• _Document passage_:

India’s Prime Minister announced on 8th November 2016 that Rs 500 and Rs 1,000 banknotes will no longer be legal tender. Linked are Part-I, Part-II, Part-III, and Part-IV, which provide updates on the rapidly encroaching police state.

Expect a continuation of new social engineering notifications, each sabotaging wealth-creation, confiscating people’s wealth, and tyrannizing those who refuse to be a part of the herd, in the process destroying the very backbone of the economy and civilization.

There are clear signs that in a very convoluted way, possession of gold for investment purposes will be made illegal. Expect capital controls to follow. Chaos from people’s inability to access the money in their bank accounts is now spreading to the people who have so far been unaffected: the middle class.

This is a completely unnecessary man-made disaster, with the single aim of glorifying  Narendra Modi.

Gold Price Skyrockets in India after Currency Ban – Part V

Indian prime minister Narendra Modi Photo credit: Reuters - Click to enlarge

Fracturing Institutions

Several petitions in various courts across India were immediately filed against the central bank, the Reserve Bank of India (RBI), for repudiating its IOU obligation which the currency bills represent, after Modi’s announcement on 8th November.

• _Data_:
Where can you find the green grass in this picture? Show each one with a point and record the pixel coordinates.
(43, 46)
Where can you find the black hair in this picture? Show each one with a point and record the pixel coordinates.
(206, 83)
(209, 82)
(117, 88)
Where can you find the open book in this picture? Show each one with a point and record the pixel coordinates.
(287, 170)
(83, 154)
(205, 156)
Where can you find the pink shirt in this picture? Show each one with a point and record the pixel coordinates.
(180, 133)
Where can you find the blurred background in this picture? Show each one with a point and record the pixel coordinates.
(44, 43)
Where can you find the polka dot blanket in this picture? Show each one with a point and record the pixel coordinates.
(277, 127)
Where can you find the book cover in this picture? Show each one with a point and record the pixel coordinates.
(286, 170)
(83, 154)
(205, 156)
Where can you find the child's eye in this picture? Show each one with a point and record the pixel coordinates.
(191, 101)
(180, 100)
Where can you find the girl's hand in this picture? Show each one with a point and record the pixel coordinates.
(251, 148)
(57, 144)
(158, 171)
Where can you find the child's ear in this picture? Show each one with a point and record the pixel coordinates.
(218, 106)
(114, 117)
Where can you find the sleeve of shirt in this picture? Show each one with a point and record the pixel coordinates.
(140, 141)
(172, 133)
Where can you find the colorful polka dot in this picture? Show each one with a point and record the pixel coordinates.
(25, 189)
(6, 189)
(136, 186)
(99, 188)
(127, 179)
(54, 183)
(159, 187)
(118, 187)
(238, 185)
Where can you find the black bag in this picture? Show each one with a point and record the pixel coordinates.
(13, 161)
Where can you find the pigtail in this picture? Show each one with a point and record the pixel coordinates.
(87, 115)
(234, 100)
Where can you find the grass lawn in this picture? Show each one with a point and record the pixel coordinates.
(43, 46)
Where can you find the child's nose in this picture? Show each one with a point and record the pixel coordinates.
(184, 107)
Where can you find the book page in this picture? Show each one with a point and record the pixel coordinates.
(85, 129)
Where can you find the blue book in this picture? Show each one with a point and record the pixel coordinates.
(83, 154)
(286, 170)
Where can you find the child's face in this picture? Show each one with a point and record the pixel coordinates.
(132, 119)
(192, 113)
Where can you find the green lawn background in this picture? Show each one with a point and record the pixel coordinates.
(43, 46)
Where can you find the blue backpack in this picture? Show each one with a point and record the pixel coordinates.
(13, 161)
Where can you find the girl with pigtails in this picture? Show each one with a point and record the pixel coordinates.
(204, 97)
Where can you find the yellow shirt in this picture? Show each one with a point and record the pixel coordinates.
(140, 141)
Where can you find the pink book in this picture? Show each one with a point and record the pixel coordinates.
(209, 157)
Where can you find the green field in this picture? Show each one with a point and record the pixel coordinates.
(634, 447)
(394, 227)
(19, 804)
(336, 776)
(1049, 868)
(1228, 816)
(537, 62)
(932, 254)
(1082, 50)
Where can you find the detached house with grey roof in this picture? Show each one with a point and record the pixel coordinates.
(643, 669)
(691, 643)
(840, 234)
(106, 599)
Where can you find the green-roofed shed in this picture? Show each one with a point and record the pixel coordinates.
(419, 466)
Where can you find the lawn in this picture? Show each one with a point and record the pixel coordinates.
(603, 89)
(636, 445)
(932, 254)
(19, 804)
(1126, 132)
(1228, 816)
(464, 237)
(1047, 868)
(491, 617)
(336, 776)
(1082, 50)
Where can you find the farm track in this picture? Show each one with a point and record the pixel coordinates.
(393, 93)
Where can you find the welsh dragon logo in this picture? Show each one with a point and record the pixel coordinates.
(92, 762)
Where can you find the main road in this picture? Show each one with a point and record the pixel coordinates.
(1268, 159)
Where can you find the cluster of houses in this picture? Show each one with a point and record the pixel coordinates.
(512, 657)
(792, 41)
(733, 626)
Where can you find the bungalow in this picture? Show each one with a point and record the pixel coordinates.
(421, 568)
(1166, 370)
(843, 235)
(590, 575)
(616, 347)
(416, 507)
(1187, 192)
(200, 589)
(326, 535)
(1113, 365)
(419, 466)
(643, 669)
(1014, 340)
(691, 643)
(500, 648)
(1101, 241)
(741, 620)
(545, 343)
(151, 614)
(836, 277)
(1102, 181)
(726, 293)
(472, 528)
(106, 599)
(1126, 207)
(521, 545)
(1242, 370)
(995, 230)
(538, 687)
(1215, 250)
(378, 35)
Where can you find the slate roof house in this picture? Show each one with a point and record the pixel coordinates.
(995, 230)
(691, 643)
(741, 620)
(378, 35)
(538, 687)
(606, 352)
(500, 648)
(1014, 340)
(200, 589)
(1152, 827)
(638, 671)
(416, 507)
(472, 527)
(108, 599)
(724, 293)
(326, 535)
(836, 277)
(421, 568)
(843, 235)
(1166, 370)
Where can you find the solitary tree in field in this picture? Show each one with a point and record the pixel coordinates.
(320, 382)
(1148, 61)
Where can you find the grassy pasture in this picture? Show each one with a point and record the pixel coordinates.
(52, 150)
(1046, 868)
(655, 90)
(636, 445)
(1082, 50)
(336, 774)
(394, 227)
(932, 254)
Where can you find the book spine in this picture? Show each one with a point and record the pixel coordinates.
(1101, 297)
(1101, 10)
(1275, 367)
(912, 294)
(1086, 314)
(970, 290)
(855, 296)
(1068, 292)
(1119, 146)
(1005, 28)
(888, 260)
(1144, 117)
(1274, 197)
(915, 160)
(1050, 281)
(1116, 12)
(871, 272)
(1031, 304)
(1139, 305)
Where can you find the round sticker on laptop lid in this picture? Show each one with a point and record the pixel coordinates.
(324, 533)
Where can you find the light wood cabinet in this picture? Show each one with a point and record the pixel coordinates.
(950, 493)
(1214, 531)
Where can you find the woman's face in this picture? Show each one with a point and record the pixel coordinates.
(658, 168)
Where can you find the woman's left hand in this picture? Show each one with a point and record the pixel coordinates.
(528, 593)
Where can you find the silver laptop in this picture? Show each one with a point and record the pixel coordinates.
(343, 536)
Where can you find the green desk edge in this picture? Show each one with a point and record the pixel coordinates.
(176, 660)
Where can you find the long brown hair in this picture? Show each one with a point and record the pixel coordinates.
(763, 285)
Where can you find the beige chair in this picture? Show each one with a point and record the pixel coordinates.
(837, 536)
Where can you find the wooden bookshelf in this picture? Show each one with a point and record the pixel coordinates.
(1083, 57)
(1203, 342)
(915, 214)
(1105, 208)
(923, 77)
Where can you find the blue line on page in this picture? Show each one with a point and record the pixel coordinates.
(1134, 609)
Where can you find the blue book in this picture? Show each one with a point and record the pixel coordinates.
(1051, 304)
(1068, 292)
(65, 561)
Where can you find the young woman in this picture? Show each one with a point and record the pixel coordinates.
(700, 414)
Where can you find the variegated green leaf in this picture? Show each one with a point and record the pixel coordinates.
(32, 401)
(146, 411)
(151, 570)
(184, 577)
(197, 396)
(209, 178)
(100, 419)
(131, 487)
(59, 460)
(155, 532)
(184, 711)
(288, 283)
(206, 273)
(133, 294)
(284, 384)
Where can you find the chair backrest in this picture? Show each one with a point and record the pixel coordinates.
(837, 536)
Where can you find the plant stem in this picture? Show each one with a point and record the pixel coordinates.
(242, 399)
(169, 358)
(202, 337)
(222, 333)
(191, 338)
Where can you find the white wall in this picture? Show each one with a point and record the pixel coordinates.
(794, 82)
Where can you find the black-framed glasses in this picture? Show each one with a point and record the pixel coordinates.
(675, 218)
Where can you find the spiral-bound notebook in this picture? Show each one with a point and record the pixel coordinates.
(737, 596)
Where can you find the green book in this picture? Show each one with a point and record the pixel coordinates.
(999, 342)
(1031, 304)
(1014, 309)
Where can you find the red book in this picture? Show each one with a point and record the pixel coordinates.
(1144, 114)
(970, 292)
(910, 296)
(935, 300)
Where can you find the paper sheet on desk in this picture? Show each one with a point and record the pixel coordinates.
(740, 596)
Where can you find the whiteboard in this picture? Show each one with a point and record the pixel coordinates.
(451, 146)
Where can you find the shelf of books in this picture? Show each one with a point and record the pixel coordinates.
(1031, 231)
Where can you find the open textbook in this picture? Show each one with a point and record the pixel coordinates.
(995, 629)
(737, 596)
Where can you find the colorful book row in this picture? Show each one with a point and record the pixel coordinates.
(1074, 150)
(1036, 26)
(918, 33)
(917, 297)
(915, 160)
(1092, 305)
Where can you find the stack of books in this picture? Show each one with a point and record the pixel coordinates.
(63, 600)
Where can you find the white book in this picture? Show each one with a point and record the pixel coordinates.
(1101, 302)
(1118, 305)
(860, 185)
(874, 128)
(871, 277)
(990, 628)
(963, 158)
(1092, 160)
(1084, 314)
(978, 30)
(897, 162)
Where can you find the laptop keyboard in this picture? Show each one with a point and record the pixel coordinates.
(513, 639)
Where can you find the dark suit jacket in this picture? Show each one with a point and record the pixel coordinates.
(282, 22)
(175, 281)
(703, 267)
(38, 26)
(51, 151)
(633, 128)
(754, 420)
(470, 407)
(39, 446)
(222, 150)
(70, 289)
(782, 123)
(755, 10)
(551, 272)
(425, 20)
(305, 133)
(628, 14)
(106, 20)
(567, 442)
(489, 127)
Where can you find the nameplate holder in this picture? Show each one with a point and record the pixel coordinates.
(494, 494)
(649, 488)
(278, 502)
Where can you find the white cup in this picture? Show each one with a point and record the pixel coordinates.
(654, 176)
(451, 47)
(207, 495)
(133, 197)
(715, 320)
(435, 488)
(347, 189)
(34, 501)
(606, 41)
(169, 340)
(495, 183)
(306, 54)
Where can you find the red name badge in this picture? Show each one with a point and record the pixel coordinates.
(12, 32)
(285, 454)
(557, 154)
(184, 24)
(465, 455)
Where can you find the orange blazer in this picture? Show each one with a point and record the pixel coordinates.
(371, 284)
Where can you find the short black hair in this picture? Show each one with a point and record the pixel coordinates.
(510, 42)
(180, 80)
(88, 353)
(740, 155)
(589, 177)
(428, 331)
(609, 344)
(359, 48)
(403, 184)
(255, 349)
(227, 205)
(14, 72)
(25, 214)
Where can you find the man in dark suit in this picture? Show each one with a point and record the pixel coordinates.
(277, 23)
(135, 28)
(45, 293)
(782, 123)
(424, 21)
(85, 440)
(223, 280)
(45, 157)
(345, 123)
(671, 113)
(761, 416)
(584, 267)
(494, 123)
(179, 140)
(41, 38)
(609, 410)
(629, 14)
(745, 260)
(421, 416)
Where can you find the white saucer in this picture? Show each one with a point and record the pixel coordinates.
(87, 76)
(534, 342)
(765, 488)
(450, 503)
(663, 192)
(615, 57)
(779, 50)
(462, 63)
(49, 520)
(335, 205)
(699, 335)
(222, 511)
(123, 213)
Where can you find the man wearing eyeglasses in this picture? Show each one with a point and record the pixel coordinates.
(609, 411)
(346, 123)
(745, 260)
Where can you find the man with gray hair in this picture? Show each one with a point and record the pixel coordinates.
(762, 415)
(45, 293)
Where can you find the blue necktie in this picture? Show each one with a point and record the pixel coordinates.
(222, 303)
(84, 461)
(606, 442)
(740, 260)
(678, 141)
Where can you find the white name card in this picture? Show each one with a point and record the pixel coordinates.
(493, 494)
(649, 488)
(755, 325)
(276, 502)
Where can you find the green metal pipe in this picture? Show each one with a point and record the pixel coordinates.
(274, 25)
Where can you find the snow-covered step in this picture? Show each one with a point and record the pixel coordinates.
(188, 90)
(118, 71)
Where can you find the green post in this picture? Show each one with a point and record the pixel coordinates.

• _Problem set_:
a. Answer these questions using the currency ban passage:
(i) On what date did India's Prime Minister announce that the Rs 500 and Rs 1,000 banknotes would no longer be legal tender?
(ii) To which group of people does the passage say the chaos is now spreading?
(iii) Against which institution were several petitions filed in courts across India?
b. Reproduce the part of the currency ban passage word for word, beginning at the words "Expect a continuation" and stopping after "the middle class.".
The rows are material of their own, unrelated to the currency ban passage.

• _Answers per task_:
a.
(i) 8th November 2016
(ii) The middle class
(iii) The central bank, the Reserve Bank of India (RBI)

b.
Expect a continuation of new social engineering notifications, each sabotaging wealth-creation, confiscating people’s wealth, and tyrannizing those who refuse to be a part of the herd, in the process destroying the very backbone of the economy and civilization.

There are clear signs that in a very convoluted way, possession of gold for investment purposes will be made illegal. Expect capital controls to follow. Chaos from people’s inability to access the money in their bank accounts is now spreading to the people who have so far been unaffected: the middle class.